With this decision in mind, lenders should take a moment to review current mortgage forms to make sure they require reimbursement of all attorney fees as a condition to reinstatement. The Fannie Mae form, for example, requires payment of “all expenses incurred in enforcing this Security Instrument, including, but not limited to, reasonable attorneys’ fees.”

Ohio's Foreclosure Prevention Task Force - Mission Accomplished?

 In March 2007, Governor Strickland created the “Ohio Foreclosure Prevention Task Force” to address the ever-increasing number of foreclosures plaguing the state. The group’s final report, issued in September 2007, identified 27 recommendations for state action. Since the rise in foreclosures likely won’t be going away anytime soon, perhaps it’s appropriate to take stock of Ohio’s progress on the recommendations issued over 16 months ago. 

Here are a few of the Task Force’s ideas where notable progress has been made recently:


1. Facilitate land banking of properties.

2. Encourage mediation and alternative dispute resolution.

3. Expedite the post-judgment process of property transfer. 


The Ohio legislature deserves a fair amount of credit for getting substantial legislation passed quickly on these issues. Most recently, Governor Strickland signed Senate Bill 353 that authorizes Cuyahoga County to create a “county land reutilization corporation” to manage, develop, and maintain vacant property. Much more can be said about the pros and cons of this land-bank effort (and will be in a later post), but suffice to say it is a positive step toward addressing the mass amounts of abandoned properties in the Cleveland area that have resulted from the rise in foreclosures. At a recent presentation to the Cuyahoga County Law Directors Association, County Treasurer Jim Rokakis was very upbeat about being to tackle the “land” aspect of the foreclosure problem.

[Excerpts from a dataset]
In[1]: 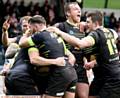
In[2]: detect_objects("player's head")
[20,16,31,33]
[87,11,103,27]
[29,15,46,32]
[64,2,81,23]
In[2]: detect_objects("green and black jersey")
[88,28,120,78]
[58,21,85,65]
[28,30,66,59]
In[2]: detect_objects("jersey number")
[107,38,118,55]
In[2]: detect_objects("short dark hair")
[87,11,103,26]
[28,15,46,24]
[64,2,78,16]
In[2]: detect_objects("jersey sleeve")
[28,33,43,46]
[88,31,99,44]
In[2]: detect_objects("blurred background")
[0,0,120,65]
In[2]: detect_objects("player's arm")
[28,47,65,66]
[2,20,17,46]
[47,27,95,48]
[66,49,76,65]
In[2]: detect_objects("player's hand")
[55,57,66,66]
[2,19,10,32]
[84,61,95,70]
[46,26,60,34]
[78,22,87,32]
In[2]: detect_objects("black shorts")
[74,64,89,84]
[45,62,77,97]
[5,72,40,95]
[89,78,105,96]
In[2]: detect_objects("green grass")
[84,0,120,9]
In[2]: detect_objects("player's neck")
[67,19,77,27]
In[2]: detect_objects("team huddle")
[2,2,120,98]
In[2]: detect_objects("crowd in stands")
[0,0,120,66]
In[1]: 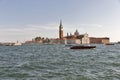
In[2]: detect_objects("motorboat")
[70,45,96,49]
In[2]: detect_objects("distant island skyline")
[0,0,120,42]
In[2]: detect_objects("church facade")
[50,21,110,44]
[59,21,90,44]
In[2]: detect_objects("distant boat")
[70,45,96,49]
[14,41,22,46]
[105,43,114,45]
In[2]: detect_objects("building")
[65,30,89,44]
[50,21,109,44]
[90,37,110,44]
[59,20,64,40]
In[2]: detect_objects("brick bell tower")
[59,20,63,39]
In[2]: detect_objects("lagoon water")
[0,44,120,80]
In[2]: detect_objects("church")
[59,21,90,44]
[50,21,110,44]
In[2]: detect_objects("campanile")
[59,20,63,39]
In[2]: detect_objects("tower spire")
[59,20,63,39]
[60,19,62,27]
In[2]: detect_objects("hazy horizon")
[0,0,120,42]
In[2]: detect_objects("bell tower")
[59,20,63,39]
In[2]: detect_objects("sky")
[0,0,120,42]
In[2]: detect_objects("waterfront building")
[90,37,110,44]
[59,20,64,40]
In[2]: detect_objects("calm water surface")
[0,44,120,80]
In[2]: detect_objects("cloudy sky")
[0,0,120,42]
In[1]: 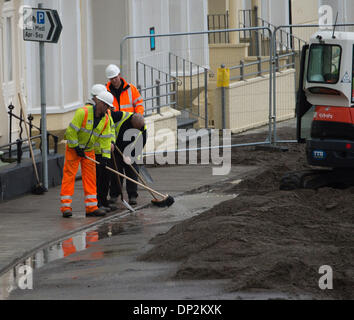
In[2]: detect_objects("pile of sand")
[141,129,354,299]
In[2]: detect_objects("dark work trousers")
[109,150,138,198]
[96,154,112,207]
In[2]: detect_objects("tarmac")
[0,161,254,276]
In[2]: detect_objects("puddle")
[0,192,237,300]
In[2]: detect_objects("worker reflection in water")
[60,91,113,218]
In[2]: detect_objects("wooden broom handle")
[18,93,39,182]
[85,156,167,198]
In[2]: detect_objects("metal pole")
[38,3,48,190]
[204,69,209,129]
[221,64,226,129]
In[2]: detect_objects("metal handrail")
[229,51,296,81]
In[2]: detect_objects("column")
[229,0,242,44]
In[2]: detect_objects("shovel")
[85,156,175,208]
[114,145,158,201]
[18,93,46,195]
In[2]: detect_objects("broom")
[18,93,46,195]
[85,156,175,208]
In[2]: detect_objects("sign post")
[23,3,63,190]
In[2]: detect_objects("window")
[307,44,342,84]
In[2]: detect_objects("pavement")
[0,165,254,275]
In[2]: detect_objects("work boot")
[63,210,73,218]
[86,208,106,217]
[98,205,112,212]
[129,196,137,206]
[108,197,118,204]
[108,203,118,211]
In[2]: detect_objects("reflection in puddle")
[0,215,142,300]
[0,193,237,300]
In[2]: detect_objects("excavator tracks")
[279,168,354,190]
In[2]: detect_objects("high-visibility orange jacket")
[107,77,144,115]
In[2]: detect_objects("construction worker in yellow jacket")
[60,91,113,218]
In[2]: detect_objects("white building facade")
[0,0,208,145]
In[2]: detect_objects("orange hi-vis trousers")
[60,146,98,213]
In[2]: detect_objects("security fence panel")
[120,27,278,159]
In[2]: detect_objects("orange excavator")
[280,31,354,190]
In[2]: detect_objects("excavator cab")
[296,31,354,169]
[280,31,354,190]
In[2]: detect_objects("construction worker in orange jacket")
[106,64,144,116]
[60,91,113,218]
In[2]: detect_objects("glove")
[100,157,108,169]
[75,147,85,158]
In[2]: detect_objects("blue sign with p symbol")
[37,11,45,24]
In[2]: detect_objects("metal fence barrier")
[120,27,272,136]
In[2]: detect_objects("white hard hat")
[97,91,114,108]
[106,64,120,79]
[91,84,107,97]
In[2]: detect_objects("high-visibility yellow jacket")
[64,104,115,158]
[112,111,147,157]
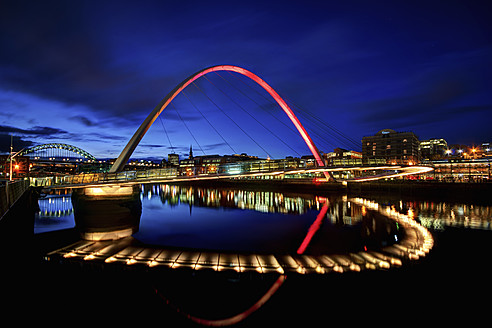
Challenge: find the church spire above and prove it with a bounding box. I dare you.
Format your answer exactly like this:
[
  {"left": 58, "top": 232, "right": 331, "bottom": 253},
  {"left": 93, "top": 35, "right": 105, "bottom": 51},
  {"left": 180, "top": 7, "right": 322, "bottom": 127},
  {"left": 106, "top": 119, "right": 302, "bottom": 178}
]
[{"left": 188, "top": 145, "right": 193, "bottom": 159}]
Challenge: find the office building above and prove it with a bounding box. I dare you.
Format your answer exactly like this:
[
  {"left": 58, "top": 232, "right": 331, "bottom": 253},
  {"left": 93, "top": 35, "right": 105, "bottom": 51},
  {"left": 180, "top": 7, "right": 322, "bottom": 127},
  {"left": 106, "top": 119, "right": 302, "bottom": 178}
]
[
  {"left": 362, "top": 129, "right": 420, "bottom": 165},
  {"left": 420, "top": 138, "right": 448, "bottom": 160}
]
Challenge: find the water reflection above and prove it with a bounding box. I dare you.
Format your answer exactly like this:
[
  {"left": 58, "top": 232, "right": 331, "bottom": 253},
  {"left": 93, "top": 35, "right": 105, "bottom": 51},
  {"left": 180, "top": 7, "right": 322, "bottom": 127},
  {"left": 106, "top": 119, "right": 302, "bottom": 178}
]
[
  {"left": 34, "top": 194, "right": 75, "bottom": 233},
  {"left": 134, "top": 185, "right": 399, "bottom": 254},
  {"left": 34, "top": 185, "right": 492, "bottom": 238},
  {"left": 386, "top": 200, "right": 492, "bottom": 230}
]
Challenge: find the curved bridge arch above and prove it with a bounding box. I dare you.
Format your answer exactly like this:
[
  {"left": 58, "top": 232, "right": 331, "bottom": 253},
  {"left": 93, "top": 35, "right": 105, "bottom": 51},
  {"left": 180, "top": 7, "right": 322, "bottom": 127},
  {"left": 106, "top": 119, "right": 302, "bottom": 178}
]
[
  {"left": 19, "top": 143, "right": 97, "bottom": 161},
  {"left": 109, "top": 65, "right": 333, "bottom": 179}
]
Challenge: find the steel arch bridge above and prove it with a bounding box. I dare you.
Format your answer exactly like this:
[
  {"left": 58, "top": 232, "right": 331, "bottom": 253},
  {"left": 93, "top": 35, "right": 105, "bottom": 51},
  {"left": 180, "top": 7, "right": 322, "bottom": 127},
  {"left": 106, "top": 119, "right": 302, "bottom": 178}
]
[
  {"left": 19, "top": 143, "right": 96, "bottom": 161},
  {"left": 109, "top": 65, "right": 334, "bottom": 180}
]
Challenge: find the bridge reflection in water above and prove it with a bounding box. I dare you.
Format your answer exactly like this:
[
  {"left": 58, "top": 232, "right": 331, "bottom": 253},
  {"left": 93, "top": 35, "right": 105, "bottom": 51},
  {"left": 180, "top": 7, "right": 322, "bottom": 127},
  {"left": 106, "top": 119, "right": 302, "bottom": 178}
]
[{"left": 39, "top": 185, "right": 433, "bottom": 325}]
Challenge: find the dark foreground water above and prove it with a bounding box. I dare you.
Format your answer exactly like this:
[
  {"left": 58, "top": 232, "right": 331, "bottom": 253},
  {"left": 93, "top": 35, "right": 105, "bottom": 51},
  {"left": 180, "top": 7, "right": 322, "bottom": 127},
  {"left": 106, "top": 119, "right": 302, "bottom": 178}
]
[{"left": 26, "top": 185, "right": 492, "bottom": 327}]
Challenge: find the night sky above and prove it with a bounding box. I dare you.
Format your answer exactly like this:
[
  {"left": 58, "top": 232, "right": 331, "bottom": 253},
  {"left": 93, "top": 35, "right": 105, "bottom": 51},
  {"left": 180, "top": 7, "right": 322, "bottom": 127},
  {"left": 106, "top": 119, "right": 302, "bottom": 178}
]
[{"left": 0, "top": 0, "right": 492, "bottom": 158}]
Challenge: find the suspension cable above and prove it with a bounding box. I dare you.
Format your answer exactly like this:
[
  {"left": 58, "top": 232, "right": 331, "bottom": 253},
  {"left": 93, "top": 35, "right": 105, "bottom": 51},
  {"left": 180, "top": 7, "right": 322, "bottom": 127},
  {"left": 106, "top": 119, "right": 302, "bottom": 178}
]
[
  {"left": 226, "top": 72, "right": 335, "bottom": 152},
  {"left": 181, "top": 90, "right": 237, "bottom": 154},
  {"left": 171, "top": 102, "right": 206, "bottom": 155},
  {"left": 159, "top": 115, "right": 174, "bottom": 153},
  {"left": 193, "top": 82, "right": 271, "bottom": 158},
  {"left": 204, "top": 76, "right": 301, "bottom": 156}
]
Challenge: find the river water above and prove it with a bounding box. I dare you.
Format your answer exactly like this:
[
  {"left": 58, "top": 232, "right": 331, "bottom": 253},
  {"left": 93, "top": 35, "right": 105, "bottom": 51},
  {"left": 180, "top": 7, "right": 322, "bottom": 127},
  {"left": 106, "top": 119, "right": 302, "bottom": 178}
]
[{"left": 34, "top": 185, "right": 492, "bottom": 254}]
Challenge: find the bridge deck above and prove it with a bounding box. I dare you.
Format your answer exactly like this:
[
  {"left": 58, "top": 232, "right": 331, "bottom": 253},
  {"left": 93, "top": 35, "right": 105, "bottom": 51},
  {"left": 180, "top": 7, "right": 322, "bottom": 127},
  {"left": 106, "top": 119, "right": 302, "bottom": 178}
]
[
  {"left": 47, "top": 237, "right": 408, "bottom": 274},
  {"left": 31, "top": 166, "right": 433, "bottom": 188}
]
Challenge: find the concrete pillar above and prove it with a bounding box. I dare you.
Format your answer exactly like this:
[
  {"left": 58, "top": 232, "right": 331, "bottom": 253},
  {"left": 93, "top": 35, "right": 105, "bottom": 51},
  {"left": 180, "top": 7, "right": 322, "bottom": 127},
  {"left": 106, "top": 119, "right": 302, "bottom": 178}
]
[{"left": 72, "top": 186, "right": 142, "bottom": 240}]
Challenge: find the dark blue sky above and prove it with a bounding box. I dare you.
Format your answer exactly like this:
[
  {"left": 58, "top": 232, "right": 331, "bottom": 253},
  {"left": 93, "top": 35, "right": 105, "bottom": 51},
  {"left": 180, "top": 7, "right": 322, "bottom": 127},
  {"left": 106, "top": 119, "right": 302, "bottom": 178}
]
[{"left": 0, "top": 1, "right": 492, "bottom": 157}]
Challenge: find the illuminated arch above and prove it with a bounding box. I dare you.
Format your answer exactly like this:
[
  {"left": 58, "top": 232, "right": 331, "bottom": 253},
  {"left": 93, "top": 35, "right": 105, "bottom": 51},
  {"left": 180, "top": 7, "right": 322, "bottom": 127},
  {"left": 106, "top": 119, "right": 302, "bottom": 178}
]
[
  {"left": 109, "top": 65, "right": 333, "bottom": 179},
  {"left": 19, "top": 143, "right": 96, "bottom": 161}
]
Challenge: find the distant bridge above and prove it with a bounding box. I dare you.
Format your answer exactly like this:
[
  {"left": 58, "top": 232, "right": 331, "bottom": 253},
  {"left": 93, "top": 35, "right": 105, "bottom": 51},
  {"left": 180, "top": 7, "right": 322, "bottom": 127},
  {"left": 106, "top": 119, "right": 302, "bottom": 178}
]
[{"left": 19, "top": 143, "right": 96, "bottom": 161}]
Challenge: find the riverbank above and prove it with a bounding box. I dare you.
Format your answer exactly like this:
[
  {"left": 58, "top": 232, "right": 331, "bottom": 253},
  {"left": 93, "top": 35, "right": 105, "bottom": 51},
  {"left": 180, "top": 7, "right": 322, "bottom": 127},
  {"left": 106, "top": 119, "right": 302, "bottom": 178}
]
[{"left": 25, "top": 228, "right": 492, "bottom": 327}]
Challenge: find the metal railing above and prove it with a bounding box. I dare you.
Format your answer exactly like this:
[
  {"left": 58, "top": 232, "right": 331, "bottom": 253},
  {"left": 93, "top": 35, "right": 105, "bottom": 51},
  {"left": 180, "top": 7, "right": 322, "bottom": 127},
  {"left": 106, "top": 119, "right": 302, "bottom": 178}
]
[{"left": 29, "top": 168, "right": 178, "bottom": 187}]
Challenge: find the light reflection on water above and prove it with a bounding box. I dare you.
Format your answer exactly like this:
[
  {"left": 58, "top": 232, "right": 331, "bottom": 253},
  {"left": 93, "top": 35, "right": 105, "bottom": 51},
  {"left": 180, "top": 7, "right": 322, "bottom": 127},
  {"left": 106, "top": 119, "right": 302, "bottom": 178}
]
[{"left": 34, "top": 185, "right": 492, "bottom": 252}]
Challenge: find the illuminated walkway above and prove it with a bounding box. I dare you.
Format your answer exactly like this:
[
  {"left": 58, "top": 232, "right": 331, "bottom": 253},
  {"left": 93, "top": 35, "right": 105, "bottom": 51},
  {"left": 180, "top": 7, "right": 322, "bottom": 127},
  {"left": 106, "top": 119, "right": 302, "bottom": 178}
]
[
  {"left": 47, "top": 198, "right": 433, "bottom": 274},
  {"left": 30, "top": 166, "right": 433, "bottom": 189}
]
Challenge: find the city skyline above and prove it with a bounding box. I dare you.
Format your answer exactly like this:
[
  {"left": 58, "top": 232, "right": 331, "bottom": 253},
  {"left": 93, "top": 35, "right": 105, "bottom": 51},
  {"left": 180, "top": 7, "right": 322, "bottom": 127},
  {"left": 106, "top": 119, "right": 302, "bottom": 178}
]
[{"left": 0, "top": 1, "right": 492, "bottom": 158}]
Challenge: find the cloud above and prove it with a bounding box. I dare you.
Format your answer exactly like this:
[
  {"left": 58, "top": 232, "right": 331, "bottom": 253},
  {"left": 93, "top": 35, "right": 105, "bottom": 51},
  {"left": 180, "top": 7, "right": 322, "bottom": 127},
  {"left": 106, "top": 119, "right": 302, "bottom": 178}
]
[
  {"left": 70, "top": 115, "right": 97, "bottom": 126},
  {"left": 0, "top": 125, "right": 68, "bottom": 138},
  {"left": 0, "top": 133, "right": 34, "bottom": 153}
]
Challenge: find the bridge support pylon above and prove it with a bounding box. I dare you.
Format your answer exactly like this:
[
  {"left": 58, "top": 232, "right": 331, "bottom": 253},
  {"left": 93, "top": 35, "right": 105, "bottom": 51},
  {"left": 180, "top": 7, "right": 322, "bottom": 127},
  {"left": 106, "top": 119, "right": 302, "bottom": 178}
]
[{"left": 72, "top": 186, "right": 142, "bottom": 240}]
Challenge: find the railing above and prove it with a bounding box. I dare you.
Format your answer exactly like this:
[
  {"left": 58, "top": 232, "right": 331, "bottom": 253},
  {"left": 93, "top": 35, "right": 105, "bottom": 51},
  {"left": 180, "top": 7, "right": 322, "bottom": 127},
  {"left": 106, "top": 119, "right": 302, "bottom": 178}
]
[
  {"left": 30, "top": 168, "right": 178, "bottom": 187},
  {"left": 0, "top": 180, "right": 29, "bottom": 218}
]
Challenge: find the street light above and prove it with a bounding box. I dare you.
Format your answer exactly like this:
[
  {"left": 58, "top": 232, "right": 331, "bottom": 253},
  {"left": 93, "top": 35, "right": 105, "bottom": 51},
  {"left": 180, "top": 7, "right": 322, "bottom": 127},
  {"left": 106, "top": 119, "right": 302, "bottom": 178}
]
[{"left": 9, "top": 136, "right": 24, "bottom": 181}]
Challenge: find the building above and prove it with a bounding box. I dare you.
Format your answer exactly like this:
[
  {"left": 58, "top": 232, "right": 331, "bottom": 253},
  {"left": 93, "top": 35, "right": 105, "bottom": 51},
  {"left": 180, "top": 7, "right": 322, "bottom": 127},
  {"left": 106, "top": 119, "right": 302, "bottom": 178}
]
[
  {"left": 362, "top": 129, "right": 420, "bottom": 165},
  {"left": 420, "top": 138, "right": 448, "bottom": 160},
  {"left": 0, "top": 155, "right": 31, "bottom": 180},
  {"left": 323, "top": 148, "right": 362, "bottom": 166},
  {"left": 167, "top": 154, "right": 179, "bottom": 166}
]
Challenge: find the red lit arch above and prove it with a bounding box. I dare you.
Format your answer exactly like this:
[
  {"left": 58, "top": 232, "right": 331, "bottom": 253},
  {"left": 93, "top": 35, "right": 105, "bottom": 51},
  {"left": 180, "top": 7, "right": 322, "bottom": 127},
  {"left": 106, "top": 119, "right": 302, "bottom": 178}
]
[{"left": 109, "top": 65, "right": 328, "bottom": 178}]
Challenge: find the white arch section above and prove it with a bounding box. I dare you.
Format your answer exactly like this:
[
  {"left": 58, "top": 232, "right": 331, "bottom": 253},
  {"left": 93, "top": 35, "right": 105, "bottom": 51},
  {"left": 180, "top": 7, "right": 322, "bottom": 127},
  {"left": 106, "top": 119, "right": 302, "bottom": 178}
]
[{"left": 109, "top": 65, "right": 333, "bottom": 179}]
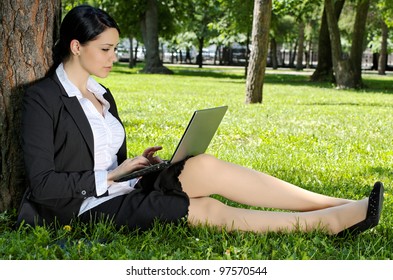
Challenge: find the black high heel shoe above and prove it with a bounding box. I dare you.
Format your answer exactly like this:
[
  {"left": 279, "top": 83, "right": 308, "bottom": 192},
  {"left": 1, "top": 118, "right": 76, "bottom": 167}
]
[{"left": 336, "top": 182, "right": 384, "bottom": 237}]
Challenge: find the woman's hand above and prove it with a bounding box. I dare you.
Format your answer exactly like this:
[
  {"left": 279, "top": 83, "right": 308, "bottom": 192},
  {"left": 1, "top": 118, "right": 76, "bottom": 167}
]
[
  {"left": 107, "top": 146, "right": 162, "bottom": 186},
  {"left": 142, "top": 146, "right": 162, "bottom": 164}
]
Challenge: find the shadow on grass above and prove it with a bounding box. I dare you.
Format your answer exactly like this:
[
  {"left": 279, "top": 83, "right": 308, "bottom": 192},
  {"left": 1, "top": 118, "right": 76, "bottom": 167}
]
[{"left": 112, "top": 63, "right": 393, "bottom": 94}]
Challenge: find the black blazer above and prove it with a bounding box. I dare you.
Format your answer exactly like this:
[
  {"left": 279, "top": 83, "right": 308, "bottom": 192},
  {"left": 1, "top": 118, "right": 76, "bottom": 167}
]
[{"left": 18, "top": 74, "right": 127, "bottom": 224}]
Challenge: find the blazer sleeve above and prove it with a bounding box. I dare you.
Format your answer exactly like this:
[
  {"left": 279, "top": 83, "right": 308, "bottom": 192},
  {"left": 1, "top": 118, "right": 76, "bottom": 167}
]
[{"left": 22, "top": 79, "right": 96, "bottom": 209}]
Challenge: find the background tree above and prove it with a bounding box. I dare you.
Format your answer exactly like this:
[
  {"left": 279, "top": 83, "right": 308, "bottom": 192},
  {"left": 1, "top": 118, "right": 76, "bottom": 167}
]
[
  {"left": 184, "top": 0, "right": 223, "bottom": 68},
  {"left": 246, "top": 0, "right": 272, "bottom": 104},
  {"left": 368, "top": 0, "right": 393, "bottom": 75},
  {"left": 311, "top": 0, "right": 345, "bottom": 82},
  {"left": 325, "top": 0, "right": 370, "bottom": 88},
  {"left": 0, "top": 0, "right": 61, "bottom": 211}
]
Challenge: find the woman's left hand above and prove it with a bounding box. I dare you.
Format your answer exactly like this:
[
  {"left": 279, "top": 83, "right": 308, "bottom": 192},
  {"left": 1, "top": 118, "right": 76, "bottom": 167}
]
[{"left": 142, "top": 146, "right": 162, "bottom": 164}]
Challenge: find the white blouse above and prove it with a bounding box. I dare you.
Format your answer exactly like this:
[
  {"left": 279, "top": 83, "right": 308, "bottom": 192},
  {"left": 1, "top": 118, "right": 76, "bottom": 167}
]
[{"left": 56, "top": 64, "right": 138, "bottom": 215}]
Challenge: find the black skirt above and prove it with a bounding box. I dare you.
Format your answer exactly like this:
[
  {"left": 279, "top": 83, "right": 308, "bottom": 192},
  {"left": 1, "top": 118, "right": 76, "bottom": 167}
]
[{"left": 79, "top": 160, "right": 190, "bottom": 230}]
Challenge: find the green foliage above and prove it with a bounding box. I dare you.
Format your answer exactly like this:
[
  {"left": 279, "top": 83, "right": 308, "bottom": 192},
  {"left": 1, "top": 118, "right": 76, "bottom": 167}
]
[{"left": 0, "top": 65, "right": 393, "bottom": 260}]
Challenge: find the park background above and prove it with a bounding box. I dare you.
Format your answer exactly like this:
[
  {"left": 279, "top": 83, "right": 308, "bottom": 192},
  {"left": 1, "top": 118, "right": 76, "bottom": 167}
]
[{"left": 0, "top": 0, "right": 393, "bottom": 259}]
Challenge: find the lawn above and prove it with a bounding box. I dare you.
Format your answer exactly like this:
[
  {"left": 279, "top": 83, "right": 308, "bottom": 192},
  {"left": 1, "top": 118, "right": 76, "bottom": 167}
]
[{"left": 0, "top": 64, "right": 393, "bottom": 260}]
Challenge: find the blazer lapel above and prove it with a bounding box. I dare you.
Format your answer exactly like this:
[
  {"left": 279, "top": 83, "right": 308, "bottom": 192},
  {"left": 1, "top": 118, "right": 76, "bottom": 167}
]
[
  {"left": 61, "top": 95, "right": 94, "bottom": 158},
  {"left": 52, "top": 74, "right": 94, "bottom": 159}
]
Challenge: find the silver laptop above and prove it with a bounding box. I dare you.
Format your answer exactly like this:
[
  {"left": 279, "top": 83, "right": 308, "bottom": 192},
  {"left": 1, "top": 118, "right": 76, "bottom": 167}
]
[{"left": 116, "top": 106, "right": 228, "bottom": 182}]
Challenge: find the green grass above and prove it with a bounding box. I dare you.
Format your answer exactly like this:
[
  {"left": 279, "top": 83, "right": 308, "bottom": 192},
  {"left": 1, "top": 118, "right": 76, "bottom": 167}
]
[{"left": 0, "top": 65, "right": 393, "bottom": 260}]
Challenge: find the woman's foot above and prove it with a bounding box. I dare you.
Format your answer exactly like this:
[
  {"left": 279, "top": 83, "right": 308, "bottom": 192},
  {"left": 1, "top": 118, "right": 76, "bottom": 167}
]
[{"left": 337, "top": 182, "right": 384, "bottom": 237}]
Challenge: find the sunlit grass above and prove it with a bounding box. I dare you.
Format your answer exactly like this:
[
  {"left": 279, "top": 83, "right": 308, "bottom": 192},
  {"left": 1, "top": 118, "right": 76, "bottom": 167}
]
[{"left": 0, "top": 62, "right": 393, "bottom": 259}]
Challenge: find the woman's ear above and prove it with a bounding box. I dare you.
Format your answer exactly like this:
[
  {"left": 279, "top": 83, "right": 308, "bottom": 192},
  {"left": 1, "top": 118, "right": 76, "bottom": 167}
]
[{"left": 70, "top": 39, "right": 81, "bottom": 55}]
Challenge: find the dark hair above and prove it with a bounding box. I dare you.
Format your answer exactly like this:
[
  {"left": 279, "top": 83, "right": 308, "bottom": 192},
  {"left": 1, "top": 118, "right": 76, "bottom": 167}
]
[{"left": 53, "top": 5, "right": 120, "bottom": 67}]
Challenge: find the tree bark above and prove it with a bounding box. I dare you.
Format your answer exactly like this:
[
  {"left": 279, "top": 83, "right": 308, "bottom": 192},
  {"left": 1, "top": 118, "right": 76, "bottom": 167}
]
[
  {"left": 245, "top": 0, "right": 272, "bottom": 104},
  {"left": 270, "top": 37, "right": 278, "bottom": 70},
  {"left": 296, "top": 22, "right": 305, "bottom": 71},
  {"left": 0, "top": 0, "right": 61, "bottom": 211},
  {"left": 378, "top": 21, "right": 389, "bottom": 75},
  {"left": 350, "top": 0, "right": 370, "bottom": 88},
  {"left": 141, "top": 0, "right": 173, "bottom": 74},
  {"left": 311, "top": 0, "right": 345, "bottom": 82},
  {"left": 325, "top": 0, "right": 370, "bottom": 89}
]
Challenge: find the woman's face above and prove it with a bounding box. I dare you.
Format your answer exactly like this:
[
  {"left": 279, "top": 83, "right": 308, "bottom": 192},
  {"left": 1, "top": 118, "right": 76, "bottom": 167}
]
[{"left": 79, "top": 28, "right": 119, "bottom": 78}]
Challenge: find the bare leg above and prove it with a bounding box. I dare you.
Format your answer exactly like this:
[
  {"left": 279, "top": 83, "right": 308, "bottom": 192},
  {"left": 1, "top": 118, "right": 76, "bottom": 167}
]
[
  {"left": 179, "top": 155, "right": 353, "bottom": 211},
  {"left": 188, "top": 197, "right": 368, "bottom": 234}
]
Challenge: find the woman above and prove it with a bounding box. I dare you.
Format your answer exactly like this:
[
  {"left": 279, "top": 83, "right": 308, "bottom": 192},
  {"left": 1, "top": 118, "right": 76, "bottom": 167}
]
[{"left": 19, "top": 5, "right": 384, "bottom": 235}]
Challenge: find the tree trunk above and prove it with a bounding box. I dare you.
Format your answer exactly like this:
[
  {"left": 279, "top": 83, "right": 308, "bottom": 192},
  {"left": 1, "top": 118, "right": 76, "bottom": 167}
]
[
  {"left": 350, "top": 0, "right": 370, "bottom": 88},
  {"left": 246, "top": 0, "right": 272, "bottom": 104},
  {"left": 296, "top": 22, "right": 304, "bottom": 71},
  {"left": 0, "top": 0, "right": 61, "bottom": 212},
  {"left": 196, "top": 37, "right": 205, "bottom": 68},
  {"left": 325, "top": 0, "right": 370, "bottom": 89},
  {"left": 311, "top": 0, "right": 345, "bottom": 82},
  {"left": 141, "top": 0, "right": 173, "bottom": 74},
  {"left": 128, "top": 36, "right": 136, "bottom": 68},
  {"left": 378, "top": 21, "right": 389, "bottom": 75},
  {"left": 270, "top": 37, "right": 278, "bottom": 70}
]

• [Exercises to complete]
[1] In two sentences, summarize the post on Ohio's foreclosure task force.
[2] Shorten the paragraph in the post on Ohio's foreclosure task force that starts with "In March 2007, Governor Strickland created," keeping its main facts.
The data has no role in this work.

• [Written answers]
[1] In March 2007, Governor Strickland created the Ohio Foreclosure Prevention Task Force, whose final report in September 2007 made 27 recommendations for state action. Notable progress has been made on land banking, mediation, and speeding up property transfer after judgment, including Senate Bill 353, which authorizes Cuyahoga County to create a county land reutilization corporation to manage, develop, and maintain vacant property.

[2] In March 2007, Governor Strickland formed the Ohio Foreclosure Prevention Task Force to deal with the state's growing number of foreclosures. Its final report, released in September 2007, made 27 recommendations for state action. Because the rise in foreclosures probably won't end soon, it may be time to check Ohio's progress on those recommendations, issued over 16 months ago.